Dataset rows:
┄┄┄┄┄┄┄┄┄┄

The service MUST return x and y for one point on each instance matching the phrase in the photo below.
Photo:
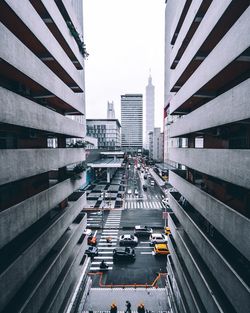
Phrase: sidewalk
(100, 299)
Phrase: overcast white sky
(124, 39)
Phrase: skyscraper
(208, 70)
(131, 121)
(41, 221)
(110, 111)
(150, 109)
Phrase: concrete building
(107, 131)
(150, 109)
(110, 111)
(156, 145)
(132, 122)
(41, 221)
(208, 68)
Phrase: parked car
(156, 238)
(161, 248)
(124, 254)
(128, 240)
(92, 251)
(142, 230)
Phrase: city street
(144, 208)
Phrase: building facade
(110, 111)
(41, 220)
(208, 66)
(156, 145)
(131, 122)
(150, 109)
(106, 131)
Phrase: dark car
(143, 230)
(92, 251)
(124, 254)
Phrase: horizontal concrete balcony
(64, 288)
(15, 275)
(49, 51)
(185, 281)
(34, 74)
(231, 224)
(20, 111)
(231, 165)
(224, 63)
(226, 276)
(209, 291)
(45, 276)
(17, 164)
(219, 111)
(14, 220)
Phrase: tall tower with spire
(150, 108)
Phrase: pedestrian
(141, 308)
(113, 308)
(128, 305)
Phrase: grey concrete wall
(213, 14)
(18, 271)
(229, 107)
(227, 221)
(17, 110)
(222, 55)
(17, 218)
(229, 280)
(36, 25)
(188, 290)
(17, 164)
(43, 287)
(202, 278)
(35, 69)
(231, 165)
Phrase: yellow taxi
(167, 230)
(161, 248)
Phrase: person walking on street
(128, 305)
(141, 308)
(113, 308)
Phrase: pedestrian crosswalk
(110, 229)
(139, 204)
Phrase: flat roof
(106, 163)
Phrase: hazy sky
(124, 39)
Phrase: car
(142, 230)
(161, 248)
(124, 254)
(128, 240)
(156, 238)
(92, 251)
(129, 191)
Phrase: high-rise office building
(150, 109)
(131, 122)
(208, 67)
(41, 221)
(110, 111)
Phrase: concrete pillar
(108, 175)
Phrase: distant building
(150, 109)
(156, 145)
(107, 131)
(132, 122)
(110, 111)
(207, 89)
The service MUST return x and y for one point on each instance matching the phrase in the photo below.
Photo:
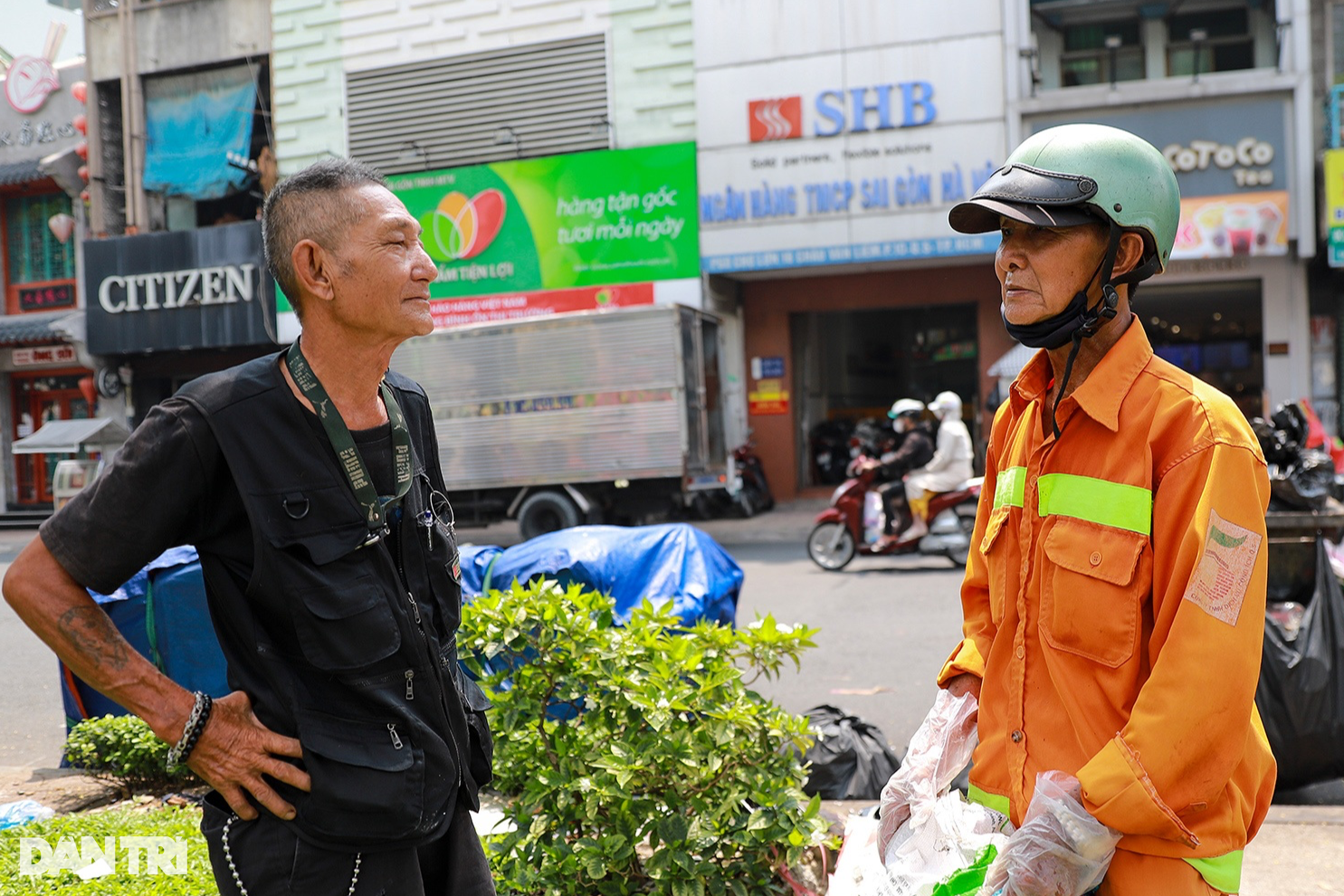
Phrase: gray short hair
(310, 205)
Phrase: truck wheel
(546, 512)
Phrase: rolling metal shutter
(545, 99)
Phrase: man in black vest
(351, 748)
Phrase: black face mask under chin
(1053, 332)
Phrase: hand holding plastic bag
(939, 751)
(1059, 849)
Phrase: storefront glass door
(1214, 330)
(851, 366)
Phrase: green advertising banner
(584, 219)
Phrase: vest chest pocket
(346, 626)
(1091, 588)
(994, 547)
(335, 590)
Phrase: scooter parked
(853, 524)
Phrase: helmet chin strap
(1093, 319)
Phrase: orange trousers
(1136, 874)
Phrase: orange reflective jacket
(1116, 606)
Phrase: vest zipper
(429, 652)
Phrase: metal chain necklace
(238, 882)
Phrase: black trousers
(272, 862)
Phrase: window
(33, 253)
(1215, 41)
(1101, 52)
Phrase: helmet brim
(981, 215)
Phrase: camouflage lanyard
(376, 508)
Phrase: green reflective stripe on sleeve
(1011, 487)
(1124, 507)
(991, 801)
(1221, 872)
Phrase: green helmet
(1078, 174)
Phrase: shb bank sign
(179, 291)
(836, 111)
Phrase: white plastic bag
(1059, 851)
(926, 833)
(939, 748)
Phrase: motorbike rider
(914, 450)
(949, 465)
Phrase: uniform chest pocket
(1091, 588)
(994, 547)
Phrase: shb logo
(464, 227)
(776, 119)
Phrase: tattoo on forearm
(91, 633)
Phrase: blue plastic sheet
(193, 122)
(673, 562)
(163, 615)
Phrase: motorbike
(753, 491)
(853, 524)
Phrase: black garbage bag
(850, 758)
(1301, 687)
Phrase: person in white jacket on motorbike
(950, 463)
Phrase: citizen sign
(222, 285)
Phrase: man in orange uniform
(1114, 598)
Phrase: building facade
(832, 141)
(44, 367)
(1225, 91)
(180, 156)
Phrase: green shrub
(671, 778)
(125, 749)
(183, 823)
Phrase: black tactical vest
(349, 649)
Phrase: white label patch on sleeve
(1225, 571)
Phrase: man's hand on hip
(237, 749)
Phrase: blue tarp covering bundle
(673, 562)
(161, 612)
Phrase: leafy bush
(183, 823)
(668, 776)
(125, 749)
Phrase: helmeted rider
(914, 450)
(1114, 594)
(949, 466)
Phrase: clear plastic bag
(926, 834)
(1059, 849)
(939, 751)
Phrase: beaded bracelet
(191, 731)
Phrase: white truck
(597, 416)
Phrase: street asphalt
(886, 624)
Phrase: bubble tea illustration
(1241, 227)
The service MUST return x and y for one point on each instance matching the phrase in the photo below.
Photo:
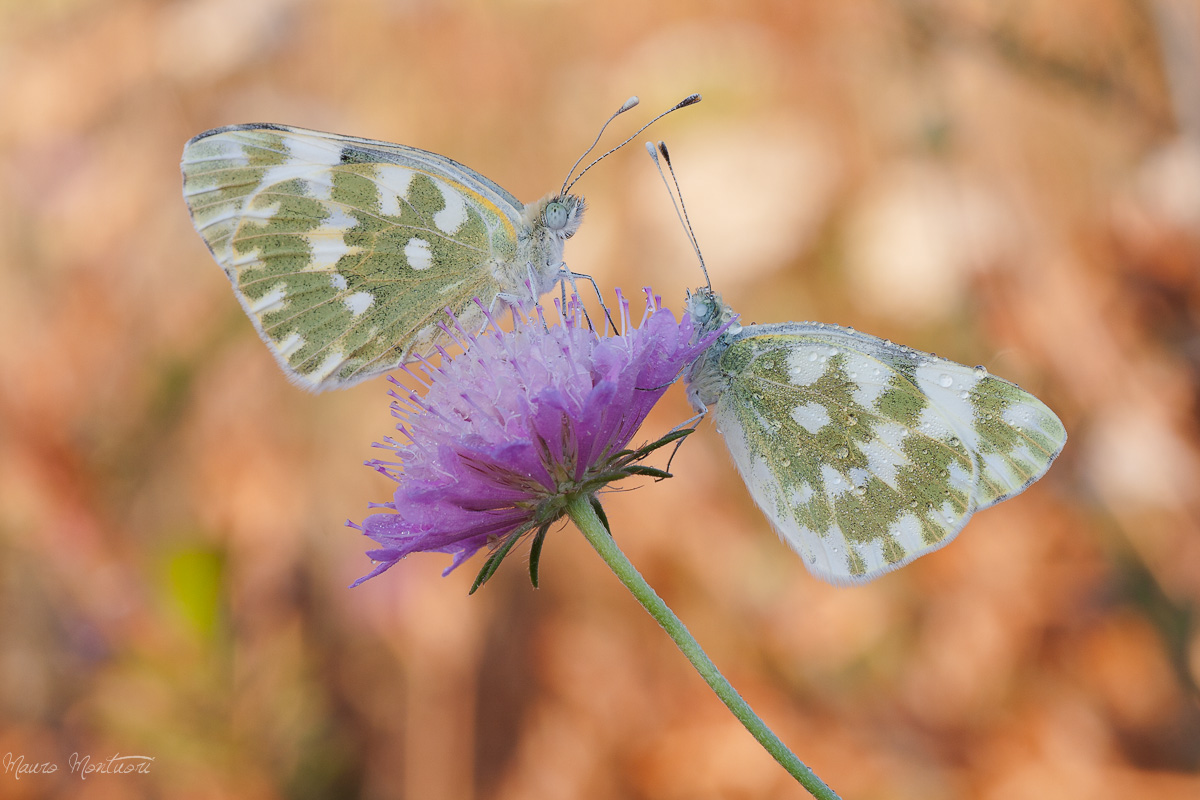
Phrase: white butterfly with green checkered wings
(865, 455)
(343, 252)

┄┄┄┄┄┄┄┄┄┄

WRITTEN TASK -> Pass over all pictures while writing out the lines from the line with "Phrase: black garbage bag" through the last line exactly.

RIGHT ANSWER ->
Phrase: black garbage bag
(850, 758)
(1301, 687)
Phrase: person in white jacket on motorbike
(950, 463)
Phrase: citizen sign
(222, 285)
Phrase: man in orange uniform
(1114, 598)
Phrase: building facade
(832, 141)
(44, 367)
(1225, 91)
(180, 156)
Phrase: green shrub
(671, 778)
(125, 749)
(183, 823)
Phrase: black tactical vest
(349, 649)
Phrase: white label patch on sleeve
(1225, 571)
Phrase: man's hand on hip
(237, 749)
Phrase: blue tarp covering bundle
(673, 562)
(161, 612)
Phrase: leafy bush
(183, 823)
(668, 776)
(125, 749)
Phrase: helmeted rider
(914, 450)
(1114, 594)
(949, 466)
Phrase: clear plastic bag
(926, 834)
(1059, 849)
(939, 751)
Phrase: beaded bracelet
(191, 731)
Phrase: white truck
(597, 416)
Phrase: street asphalt
(886, 624)
Phrase: bubble tea illustration
(1241, 227)
The service MUST return x and y for one point on each instance matching the phrase in the photo below.
Photo:
Phrase: white butterfly with green checkered wings
(865, 455)
(343, 252)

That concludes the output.